TEXT TO READ:
(begin)

From modest beginnings in Jordan more than 25 years ago, Al Nabil Food Industries Company has grown to become one of the biggest producers of frozen and chilled food in the Kingdom.
By Dina al-Wakeel and Jane Hosking
Following the US-led war on Iraq in 2003, many Iraqi businessmen resolved to shift their companies to Jordan due to its close proximity, stability, and Free Trade Agreements with the United States and other key markets. But Nabil Rassam, the general manager of Al Nabil Food Industries Company, recognized the value of the Jordanian market long before.
The company began life in Iraq in 1945, when Rassam’s parents established a 500 square-meter factory. He first started helping out at the small facility at the age of 12, before assuming leadership when he graduated from university.
Gradually the factory started expanding, eventually reaching 27,000 square meters. Soon after this expansion, challenges forced them to close the factory and establish another in Jordan. Here they also grew from a humble 4,000 square meter factory in 1989, to approximately 30,000 square meters located in the King Abdullah Industrial City, with about 800 employees, most of whom are Jordanians. The company now produces 70 tons of food products daily.
“We chose Jordan because between Iraq and Europe it’s located in the middle, and because of its stability. We are also satisfied with Jordan’s trade agreements with the West. Now we can export to the U.S. without taxes, we can also export to some Arab countries and others,” he explained.
Almost three decades since their move to the Kingdom, the brand and all the products it represents—from the famed range of Iraqi kubbeh, to cold cuts and various frozen chicken produce—have flourished, becoming a common dish on many Jordanian dinner tables. The company has also become the main supplier of meat and chicken for the likes of McDonald’s, Papa Jones, and Subway in Jordan.
It was only possible for Nabil to become a renowned brand acknowledged by international fast food chains and franchises because of the high standards they follow. “What we produce we eat,” insisted Rassam. “It was due to these ideas that we succeeded.”
Australia is the main source of Nabil’s beef, while their chicken is sourced from Brazil, dry ingredients and spices from Europe, and packaging materials from Jordan. They also implement HACCP, the global standards of food safety management system, and carry out several laboratory analyses throughout the production process, earning the factory several food safety and quality certificates.
Rassam is particularly fond of new technology, making sure to add the latest machinery to his factory. “I always work on adding the latest technology,” he said, citing an anecdote of when he asked his pregnant wife what she would deliver and her answer was “a machine,” because she is fully aware of her husband’s obsession with machinery, technology, and new things.

(end)

(Data lines)
(begin)

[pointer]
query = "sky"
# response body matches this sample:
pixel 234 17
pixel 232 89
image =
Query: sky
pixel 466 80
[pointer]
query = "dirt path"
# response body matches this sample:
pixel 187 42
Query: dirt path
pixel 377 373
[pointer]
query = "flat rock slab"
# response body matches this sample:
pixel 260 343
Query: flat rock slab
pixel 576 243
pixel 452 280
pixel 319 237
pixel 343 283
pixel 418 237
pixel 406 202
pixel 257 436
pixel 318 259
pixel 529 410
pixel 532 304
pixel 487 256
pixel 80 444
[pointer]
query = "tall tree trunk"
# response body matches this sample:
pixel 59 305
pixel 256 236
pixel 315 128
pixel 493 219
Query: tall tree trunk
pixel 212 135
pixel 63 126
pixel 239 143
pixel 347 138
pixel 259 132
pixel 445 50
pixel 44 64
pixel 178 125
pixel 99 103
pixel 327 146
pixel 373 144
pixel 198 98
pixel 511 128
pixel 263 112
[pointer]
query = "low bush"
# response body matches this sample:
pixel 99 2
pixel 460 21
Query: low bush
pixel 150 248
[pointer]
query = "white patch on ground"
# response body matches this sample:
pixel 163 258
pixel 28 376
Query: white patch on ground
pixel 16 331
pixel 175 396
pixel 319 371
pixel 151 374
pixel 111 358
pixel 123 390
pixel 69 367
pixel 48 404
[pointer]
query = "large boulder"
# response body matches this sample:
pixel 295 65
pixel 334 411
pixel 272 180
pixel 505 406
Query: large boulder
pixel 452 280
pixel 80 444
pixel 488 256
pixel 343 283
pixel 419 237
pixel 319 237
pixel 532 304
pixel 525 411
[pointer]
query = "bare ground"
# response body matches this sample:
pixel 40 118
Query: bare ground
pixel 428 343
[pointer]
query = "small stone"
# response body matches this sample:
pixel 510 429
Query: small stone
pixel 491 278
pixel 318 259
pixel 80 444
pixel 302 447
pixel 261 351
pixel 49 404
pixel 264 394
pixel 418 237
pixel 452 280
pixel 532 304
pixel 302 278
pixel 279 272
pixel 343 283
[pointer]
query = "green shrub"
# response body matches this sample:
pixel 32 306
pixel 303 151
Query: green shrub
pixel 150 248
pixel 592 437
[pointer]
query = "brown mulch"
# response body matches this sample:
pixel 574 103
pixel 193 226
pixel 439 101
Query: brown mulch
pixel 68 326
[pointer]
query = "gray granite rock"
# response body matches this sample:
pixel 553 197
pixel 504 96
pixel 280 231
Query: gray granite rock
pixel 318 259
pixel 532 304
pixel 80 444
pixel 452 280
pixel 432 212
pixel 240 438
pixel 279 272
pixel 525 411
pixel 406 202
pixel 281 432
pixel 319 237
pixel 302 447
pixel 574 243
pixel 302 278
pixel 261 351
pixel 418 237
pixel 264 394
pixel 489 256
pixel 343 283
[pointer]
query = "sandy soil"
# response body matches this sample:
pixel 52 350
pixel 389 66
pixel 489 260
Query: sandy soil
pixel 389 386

(end)

EXERCISE SET:
• a. Answer these questions using the article on Al Nabil Food Industries above:
(i) In what year did Rassam's parents establish the company's first factory in Iraq?
(ii) How many tons of food products does the company produce daily?
(iii) Which country is the main source of the company's beef?
• b. Quote the passage of the Al Nabil Food Industries article that begins at the words "Gradually the factory" and stops after the words "food products daily.".

ANSWERS FOR THIS EXERCISE:
• a.
(i) 1945
(ii) 70 tons
(iii) Australia

• b.
Gradually the factory started expanding, eventually reaching 27,000 square meters. Soon after this expansion, challenges forced them to close the factory and establish another in Jordan. Here they also grew from a humble 4,000 square meter factory in 1989, to approximately 30,000 square meters located in the King Abdullah Industrial City, with about 800 employees, most of whom are Jordanians. The company now produces 70 tons of food products daily.